PASSAGE TO READ:
━━━━

Some possible solutions (1)

axonal (732578) | more than 8 years ago | (#13822029)

Perhaps I form of meta moderation should take place. For example, if a major change to an entry in wikipedia is detected, its flagged for group moderation/voting. The old and new is shown, and users would vote for which entry seems most accurate. Either that, or when a major change is detected, the previous author and the new author have to delegate between old and new changes. If the old author feels that the information submitted by the new author is an acceptable change to what he has written, he can approve it... or the two can work things out to reach something acceptable. Or, remove the ability to edit/remove text completely and only allow appending information, this would be quite inefficient though as you would have an entire length of information on the subject all in one giant block.

Okay. So the Register hates Wikipedia. So? (1)

philovivero (321158) | more than 8 years ago | (#13822041)

I read the article. (I'm sorry. I didn't mean to.)

Basically, you could sum it up like this: "We hate Wikipedia. We will attempt to come up with five clever ways of saying so, because we're Brits, damn you."

I'll only laugh at one of their clever witticisms here: an Encyclopedia should be judged on its worst entries, not its best.

Well, that's just awesome. So set up the definition of how something should be judged so this thing (Wikipedia) you obviously hate will lose out. Clue phone for you: ANYONE CAN ADD TO THE WIKIPEDIA. That means that it's going to have at least one uber-crap article.

How about you make a fair comparison, like the average quality of the 50,000 best articles? Oh? Right. That means Wikipedia would win.

Dumbasses.

Work in Progress (2, Insightful)

SoupIsGood Food (1179) | more than 8 years ago | (#13822049)


Dissatisfaction with the quality of an article in Wikipedia is not a fatal flaw... it's the engine that makes Wikipedia work. If a user needs information on a topic, and the information is incorrect or incomplete or poorly presented, the user will, in some cases, just go out and research what they need to know using other sources... ...and then they'll contribute what they learn back into Wikipedia.

Wikipedia does not hold to the standards of print references because it's not finished. It's a work constantly in progress, and you get to see the work in progress as well as a finished product.

Bearing that in mind, Wikipedia must not be judged by its worst entries, as those entries will be brought up to par eventually... in a few hours or a few years. Bad entries will be made into good entries as the right editor for the job steps forward.

This requires information filtering abilities on the part of the reader, and these abilities have too long been dormant in most readers... in a polished and professional publication, mistakes aren't acknowleged as such. There's even a sentiment that if it's in print, it's an absolute irrefutable fact, rather than the best information available to the publisher.

In Wikipedia, the reader knows that what they are reading is a collection of the best information available to the writers... and they can modify it if they see a mistake, or have more to add to the topic. That sort of dynamic interaction with the source material is very, very powerful, and can lead to a depth impossible in a regular encyclopedia on obscure topics... everything from Hallucigenia [wikipedia.org] to Indian Clubs. [wikipedia.org] Try getting that info out of your Brittanica.

Wikipedia is great as a point of departure for further study. It will, at the very least, provide the reader with a notion of what the scope and nature of the subject is, and the incompleteness and error of the artivle will be corrected as people who know what they're talking about step forward over time.

SoupIsGood Food

Wikipedia (1)

king-manic (409855) | more than 8 years ago | (#13822050)

━━━━

DIRECTIVE 1:
Answer these questions about the Wikipedia discussion, marking your answers (a), (b) and (c):
(a) In the first comment, what should happen to a Wikipedia entry when a major change to it is detected?
(b) What fair comparison does philovivero propose?
(c) Which two obscure topics does SoupIsGood Food give as examples?
These entries have no connection to the Wikipedia discussion.

(Location identification entries)
━━━━

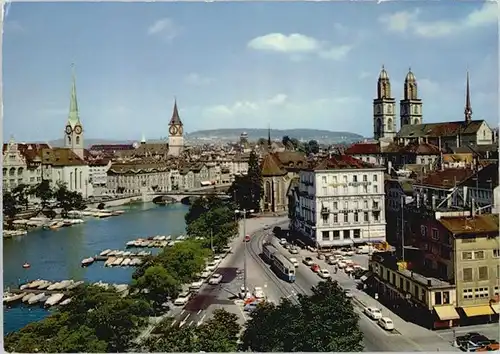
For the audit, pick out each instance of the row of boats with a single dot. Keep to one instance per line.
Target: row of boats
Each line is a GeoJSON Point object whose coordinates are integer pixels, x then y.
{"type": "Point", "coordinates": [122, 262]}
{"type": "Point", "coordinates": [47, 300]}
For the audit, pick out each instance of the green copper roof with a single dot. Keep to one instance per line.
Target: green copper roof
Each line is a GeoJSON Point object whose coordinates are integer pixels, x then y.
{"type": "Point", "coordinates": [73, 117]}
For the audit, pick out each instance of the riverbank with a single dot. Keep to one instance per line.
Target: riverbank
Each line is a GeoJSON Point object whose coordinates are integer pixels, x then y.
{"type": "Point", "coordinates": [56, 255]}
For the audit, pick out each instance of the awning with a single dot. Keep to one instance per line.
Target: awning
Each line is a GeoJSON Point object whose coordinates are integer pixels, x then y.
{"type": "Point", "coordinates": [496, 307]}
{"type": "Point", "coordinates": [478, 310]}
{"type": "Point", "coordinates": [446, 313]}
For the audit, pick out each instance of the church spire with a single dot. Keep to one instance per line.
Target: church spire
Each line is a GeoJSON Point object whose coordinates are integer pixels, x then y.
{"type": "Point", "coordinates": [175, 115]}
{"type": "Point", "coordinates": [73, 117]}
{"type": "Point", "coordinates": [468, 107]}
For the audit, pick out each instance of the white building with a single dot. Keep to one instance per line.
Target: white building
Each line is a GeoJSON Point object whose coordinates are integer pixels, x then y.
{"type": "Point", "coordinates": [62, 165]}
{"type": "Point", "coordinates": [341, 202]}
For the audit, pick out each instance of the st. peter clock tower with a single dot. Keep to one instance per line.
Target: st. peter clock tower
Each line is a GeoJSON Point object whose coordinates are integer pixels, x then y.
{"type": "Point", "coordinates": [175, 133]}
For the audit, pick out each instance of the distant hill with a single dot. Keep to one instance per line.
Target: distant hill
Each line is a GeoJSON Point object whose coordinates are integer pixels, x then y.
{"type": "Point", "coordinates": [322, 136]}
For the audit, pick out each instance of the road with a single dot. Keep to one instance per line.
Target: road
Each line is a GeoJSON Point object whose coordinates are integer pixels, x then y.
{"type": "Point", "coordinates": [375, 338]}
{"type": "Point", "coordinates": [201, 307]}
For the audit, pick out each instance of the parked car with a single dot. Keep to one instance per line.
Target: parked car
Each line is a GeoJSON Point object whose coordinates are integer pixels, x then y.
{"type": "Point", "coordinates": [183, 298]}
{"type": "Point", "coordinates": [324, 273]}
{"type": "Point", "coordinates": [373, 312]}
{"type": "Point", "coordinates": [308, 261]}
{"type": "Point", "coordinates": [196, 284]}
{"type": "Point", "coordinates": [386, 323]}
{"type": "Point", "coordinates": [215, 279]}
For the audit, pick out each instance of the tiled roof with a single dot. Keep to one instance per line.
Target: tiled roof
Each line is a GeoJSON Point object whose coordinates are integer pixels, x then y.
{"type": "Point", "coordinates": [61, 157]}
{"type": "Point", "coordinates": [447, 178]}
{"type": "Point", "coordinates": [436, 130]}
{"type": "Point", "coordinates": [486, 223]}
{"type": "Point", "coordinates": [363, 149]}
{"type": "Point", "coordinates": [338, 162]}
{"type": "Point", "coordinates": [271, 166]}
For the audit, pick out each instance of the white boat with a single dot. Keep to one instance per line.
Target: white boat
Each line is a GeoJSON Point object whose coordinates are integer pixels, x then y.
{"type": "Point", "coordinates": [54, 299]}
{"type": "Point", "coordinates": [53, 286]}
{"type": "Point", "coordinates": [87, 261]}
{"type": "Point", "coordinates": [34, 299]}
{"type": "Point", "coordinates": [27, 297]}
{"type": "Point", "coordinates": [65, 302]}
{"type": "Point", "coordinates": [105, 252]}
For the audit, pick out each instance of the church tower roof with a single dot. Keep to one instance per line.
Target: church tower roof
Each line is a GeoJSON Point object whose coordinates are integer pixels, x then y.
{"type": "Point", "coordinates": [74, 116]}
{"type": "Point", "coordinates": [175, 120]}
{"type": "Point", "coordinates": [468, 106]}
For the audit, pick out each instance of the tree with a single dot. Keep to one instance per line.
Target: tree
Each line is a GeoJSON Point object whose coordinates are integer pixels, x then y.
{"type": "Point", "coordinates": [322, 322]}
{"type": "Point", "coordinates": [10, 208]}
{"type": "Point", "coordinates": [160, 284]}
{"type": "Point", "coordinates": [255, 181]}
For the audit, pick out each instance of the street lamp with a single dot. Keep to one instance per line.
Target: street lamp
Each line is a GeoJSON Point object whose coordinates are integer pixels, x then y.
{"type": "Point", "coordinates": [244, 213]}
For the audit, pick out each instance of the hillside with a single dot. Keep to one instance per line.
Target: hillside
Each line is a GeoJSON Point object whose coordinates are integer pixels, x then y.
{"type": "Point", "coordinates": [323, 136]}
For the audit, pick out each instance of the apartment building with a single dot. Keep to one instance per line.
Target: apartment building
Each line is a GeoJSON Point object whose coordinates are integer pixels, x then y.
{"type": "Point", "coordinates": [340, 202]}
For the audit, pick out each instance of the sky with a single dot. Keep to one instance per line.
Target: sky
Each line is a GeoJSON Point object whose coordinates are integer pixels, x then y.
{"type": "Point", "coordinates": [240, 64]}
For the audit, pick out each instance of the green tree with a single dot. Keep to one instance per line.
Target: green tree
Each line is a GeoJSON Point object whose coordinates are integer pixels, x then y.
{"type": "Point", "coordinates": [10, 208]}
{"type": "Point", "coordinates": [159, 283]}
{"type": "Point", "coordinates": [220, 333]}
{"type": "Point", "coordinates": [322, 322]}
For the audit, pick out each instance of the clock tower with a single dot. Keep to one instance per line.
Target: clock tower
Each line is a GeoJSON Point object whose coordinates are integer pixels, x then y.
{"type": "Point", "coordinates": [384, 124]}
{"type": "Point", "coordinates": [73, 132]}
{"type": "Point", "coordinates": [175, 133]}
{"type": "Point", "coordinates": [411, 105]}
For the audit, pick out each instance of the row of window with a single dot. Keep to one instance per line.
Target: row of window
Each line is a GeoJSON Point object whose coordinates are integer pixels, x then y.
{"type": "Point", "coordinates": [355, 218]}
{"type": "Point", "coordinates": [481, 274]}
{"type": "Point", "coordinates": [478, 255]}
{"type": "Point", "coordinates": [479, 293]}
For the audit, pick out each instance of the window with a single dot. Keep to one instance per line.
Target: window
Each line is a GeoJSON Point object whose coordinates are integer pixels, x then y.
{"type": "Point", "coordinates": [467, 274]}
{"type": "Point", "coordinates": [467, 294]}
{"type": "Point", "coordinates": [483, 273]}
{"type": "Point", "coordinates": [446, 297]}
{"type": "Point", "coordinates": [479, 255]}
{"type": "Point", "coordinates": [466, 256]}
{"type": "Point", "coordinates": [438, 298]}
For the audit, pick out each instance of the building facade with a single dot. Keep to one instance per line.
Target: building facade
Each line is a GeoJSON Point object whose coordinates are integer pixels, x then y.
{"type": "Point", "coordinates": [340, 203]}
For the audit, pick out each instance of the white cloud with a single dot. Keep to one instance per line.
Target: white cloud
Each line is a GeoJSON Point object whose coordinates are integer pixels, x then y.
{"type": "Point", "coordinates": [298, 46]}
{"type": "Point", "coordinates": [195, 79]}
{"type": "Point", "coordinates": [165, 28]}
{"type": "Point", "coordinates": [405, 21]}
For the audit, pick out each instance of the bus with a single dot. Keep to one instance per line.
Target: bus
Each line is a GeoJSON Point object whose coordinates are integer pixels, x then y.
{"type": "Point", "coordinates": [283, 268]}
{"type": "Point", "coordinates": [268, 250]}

━━━━

DIRECTIVE 2: Swap "pick out" for "mark" in the entries, from the line containing "For the audit, pick out each instance of the window" through the end of the entries, leaving everything else unchanged, and give only those lines.

REPLY 1:
(a) It should be flagged for group moderation/voting.
(b) The average quality of the 50,000 best articles.
(c) Hallucigenia and Indian Clubs.

REPLY 2:
For the audit, mark each instance of the window with a single dot. Keep to one instance per line.
Target: window
Each line is a GeoJSON Point object whose coordinates are integer pixels, x then y.
{"type": "Point", "coordinates": [467, 274]}
{"type": "Point", "coordinates": [467, 294]}
{"type": "Point", "coordinates": [483, 273]}
{"type": "Point", "coordinates": [446, 297]}
{"type": "Point", "coordinates": [479, 255]}
{"type": "Point", "coordinates": [466, 256]}
{"type": "Point", "coordinates": [438, 298]}
For the audit, mark each instance of the building facade with a single dot. Keep to one instance per line.
Target: building facade
Each line is a GeoJSON Point object whose coordinates are integer pixels, x then y.
{"type": "Point", "coordinates": [340, 203]}
For the audit, mark each instance of the white cloud with a single dot. Keep to one instance per line.
Target: white cloud
Each line is a GeoJSON Point object whose coordinates are integer pixels, x then y.
{"type": "Point", "coordinates": [298, 46]}
{"type": "Point", "coordinates": [195, 79]}
{"type": "Point", "coordinates": [165, 28]}
{"type": "Point", "coordinates": [405, 21]}
For the audit, mark each instance of the bus with a single dot. Keep to one instance per line.
Target: bus
Each line is a GeoJSON Point object whose coordinates are integer pixels, x then y.
{"type": "Point", "coordinates": [283, 268]}
{"type": "Point", "coordinates": [268, 250]}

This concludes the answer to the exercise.